====== EXTRACTED INFORMATION ======

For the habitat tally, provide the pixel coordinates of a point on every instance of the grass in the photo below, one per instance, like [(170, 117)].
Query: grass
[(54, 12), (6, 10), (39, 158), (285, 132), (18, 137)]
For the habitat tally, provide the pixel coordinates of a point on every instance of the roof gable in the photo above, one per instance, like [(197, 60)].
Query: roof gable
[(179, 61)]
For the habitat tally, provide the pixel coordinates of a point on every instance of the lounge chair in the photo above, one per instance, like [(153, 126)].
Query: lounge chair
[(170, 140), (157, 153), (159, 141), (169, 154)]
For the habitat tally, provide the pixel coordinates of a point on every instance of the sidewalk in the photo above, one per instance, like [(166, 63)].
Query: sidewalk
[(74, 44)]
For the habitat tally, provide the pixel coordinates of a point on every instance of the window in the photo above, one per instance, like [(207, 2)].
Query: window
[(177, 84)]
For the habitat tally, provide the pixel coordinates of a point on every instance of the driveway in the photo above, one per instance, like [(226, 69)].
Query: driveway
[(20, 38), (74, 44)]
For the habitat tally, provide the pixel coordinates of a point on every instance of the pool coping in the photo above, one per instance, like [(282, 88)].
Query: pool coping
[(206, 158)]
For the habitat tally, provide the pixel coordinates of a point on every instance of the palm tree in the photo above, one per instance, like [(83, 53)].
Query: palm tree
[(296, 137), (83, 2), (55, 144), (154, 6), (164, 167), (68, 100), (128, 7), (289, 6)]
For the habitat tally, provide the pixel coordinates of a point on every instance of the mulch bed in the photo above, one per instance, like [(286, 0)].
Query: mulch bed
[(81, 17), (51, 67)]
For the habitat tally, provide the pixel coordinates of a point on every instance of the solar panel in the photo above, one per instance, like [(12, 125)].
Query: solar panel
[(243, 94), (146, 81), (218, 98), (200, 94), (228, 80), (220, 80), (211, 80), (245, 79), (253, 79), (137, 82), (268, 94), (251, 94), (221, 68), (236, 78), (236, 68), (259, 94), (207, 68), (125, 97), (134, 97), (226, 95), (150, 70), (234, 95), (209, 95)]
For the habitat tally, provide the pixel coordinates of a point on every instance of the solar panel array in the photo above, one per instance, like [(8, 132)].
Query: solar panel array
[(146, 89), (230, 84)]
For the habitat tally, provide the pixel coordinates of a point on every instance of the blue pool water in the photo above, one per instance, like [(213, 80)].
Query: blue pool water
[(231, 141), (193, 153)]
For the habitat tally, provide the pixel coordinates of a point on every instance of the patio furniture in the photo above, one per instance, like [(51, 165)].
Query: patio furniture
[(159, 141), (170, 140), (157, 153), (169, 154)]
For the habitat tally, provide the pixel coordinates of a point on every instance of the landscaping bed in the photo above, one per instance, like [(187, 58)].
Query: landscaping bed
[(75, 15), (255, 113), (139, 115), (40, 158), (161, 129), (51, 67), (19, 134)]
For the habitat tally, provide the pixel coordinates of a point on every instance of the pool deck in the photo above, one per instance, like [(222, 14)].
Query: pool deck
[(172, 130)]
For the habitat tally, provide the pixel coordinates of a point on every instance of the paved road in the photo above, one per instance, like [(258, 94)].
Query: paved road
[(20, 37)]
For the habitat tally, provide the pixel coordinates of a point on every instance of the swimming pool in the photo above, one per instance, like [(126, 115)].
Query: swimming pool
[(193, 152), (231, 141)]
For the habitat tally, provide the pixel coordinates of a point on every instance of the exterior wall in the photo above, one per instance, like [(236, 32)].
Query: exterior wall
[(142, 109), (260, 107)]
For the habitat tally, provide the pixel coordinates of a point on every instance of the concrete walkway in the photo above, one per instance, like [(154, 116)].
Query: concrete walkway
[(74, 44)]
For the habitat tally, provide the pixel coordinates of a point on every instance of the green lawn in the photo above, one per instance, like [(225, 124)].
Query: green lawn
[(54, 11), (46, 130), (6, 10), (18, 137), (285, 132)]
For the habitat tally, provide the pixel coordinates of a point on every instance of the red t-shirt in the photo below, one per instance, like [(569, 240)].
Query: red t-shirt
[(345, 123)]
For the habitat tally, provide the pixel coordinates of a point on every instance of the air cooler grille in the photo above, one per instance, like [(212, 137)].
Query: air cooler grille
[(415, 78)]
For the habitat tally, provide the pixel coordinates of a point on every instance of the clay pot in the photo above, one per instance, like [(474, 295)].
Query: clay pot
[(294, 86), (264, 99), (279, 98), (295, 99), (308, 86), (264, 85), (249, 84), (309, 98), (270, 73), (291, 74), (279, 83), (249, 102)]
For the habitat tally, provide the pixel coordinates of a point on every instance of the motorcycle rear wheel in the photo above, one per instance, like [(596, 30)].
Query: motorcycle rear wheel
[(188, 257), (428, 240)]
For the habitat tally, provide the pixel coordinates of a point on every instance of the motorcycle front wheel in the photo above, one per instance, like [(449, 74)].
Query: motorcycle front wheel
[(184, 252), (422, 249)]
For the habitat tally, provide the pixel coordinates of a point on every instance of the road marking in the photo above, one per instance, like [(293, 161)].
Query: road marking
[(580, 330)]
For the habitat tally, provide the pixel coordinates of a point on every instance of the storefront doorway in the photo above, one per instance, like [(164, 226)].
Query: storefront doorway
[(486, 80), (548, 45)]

======

> **TASK TO COMPLETE**
Please copy the rows from the very beginning through the line that contains "[(170, 140), (157, 153), (159, 141), (169, 154)]", both ends included, keeping every line in full. Shift each answer coordinate by adding 132 to both of its numbers.

> **REPLY**
For the habitat tally, provide the pixel coordinates of a point on every instance of the grass in the photo below, one per instance, like [(170, 117)].
Query: grass
[(186, 144), (138, 142), (171, 290), (417, 264), (150, 269)]
For the habitat tally, provide the pixel coordinates of a point on every instance of the roof gable in the photo above, one per instance, like [(197, 60)].
Query: roof gable
[(311, 193)]
For the habitat tally, provide the pixel coordinates of a point on every instance of the lounge chair in the photo above, one per instance, like [(153, 126)].
Query: lounge chair
[(302, 272), (289, 285), (291, 273), (301, 286)]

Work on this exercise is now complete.